▶ WHAT IS ASKED
Arrange the lines starting at the one containing "Please trace the outline of every instance of the **open" and ending at the end of the lines as a numbered list, leaving out blank lines.

[Outline labeling lines]
-.-.-

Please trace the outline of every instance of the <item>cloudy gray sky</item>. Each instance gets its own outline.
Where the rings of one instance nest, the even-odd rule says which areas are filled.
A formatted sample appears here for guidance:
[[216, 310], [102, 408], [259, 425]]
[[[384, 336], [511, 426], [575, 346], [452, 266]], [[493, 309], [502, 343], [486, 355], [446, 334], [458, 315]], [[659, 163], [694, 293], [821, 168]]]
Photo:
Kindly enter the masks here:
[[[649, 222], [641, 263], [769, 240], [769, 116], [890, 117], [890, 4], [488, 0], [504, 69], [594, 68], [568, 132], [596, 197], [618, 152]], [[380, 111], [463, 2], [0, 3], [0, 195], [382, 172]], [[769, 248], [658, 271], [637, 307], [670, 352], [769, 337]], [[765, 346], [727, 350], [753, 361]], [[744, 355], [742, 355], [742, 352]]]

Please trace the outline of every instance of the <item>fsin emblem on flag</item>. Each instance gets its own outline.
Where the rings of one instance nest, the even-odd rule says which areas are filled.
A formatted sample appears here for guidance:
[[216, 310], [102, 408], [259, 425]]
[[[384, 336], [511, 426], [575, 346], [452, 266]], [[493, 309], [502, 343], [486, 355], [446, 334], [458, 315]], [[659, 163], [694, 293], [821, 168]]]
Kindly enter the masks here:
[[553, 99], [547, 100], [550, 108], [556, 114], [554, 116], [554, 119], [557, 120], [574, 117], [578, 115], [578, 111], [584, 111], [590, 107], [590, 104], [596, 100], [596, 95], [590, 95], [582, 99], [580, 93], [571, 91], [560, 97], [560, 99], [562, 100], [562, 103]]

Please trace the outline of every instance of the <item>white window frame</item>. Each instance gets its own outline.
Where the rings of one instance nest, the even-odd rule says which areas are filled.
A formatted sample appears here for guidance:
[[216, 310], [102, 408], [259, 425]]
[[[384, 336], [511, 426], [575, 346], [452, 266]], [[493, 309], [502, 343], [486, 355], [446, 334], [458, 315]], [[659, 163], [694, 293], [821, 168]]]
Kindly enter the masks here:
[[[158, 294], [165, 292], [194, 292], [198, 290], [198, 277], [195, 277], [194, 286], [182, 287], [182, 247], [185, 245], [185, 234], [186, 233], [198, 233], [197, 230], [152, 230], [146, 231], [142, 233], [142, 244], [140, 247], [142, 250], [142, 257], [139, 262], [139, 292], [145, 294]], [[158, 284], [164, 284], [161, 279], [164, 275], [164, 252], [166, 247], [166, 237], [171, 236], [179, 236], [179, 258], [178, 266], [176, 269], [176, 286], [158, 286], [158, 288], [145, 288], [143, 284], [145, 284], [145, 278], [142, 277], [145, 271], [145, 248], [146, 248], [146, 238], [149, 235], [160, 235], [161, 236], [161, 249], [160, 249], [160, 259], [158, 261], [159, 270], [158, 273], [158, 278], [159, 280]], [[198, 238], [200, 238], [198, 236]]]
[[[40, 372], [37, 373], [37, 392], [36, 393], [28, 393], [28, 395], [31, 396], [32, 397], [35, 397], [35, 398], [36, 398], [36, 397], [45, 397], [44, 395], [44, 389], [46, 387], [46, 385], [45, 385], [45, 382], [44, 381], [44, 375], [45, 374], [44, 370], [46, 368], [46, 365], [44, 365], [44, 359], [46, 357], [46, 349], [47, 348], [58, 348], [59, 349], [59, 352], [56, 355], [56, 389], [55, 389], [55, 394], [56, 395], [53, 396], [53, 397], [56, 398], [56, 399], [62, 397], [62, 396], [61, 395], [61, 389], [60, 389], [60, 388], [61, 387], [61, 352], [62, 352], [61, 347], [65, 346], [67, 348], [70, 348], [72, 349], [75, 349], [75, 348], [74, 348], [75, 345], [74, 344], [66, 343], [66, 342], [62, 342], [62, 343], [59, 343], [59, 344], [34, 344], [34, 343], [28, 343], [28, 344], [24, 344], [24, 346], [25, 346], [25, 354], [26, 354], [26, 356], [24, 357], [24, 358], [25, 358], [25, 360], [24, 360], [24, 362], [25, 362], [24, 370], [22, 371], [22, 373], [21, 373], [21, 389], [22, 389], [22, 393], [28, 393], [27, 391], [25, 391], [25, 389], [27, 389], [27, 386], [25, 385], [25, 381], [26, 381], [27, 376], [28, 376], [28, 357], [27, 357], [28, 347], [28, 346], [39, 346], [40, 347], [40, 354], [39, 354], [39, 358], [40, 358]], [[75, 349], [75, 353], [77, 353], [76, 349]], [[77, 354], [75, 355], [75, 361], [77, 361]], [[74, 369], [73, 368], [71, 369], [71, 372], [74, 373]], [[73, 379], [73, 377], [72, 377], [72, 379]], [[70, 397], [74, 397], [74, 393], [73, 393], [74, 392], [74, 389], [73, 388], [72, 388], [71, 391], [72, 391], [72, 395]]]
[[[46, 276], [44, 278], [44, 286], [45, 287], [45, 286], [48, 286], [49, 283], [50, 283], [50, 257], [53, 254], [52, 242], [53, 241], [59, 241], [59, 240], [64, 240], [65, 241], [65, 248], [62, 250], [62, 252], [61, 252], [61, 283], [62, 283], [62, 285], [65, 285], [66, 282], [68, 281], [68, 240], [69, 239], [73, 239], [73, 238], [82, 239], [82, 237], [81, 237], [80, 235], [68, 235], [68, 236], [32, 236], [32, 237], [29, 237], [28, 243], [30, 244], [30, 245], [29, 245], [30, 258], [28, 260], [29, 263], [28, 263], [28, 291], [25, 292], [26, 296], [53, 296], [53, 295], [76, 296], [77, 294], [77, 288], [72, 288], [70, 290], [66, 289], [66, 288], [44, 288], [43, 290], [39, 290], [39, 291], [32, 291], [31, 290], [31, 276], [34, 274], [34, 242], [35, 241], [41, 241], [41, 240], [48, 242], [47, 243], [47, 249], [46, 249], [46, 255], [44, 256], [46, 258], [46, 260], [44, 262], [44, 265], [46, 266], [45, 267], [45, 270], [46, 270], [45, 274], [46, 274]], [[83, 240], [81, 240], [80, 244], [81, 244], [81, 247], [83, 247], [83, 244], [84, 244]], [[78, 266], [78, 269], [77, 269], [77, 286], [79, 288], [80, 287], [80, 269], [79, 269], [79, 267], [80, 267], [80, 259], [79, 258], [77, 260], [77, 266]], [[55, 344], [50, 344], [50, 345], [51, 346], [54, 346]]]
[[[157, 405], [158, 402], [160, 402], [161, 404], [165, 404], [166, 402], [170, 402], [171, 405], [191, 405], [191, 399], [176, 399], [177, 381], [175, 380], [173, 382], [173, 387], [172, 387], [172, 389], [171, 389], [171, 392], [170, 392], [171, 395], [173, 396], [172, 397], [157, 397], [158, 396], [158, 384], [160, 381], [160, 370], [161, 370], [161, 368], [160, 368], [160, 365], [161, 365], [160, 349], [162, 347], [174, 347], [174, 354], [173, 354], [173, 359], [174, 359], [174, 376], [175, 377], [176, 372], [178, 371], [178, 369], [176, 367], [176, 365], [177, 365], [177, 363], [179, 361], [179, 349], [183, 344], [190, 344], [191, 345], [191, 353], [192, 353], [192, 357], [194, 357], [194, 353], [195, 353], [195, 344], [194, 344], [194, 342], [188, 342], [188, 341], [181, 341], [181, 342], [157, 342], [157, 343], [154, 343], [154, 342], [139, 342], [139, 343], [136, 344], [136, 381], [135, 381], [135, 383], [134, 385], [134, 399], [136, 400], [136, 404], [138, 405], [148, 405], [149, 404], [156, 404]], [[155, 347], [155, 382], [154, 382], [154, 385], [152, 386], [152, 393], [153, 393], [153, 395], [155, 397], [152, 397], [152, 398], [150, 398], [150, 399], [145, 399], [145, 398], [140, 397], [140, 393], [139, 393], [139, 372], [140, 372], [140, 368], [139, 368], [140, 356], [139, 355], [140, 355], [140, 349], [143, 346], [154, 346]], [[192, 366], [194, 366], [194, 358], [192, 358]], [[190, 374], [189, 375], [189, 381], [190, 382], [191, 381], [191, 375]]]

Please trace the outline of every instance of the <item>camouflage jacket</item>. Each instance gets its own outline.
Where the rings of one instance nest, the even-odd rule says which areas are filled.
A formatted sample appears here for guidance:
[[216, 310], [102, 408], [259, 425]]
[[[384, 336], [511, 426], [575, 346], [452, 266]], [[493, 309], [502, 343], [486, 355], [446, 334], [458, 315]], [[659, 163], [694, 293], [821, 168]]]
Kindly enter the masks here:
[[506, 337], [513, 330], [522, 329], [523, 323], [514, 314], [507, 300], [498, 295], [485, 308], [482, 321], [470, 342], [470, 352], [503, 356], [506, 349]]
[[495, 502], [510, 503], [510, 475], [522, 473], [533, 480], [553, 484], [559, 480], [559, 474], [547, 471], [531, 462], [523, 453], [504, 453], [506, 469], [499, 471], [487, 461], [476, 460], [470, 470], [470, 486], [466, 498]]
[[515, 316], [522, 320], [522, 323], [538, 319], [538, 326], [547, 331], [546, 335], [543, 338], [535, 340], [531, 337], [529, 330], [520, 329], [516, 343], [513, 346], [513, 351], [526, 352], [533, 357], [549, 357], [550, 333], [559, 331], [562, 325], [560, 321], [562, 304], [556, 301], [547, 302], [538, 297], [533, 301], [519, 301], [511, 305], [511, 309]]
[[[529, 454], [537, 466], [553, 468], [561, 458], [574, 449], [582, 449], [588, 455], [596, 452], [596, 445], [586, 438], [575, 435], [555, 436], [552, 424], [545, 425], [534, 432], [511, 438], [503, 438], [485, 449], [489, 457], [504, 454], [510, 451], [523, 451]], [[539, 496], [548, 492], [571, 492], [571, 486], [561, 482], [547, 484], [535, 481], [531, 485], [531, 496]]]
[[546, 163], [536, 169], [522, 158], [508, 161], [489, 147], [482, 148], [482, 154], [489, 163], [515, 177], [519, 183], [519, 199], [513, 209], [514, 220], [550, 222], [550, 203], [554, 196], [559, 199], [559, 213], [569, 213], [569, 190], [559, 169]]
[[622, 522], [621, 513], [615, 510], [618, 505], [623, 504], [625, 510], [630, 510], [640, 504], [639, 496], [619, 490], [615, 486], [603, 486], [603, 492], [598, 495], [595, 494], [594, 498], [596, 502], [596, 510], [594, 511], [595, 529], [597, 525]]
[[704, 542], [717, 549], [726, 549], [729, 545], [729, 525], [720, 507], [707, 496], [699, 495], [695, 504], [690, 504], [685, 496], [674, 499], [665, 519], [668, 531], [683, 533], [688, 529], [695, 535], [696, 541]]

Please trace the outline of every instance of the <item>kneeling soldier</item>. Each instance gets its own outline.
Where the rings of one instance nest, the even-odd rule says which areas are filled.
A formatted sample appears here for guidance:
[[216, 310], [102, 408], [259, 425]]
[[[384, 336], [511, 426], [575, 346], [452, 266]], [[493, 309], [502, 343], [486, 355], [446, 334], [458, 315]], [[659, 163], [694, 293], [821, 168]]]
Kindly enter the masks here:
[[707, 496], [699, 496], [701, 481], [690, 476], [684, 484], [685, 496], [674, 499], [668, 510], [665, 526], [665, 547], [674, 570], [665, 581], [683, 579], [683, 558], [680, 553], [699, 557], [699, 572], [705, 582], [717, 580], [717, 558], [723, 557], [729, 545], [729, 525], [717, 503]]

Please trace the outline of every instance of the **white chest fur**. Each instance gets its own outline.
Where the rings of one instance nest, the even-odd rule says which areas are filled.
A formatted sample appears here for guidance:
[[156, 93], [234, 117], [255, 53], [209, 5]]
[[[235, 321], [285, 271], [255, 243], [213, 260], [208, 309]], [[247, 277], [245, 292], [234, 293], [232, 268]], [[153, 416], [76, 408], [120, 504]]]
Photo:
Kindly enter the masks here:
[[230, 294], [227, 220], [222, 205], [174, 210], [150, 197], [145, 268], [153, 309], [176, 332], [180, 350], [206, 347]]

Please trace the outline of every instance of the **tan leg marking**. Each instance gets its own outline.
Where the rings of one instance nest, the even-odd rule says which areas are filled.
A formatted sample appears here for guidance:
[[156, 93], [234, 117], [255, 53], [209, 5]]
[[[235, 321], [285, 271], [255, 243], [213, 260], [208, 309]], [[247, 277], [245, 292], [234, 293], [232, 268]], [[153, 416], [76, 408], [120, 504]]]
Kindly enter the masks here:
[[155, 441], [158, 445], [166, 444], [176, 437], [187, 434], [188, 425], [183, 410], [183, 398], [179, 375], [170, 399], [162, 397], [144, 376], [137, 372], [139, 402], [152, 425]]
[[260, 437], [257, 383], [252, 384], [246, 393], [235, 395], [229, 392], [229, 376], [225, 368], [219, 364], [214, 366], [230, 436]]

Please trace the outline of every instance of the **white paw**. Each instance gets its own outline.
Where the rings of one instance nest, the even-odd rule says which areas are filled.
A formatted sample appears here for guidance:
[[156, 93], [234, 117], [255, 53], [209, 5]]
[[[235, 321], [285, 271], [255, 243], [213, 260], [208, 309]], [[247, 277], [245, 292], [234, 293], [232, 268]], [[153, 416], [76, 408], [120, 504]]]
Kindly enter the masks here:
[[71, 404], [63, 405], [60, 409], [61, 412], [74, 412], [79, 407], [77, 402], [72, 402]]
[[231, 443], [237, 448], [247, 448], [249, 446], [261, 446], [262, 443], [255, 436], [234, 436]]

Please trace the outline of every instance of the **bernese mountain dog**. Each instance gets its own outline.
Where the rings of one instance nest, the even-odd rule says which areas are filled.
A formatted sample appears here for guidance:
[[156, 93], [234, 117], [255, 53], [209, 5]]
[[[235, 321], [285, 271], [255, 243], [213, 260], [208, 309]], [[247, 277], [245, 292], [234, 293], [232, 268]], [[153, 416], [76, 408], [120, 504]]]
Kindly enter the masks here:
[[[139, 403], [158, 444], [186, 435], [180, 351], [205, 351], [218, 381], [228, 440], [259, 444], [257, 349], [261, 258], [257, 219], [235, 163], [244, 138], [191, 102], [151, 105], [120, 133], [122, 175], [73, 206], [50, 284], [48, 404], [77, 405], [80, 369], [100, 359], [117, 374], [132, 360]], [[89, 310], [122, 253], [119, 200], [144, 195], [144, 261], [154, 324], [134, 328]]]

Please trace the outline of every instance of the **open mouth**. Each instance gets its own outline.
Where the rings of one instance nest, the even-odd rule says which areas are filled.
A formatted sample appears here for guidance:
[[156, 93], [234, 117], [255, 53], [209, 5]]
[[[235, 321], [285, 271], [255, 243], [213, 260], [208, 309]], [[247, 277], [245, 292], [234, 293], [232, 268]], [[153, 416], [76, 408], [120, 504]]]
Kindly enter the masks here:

-.-.-

▶ TASK OUTPUT
1. Please trace the outline of every instance of the **open mouth**. Each instance gets its own outline.
2. Where the rings of one instance nest, the even-odd rule says which areas are filled.
3. A formatted sample appears here for guidance:
4. [[156, 93], [234, 117], [255, 53], [209, 5]]
5. [[[235, 321], [285, 271], [255, 243], [213, 260], [208, 309]], [[247, 277], [245, 292], [234, 293], [232, 268]], [[153, 416], [76, 408], [120, 504]]]
6. Kindly enter the masks here:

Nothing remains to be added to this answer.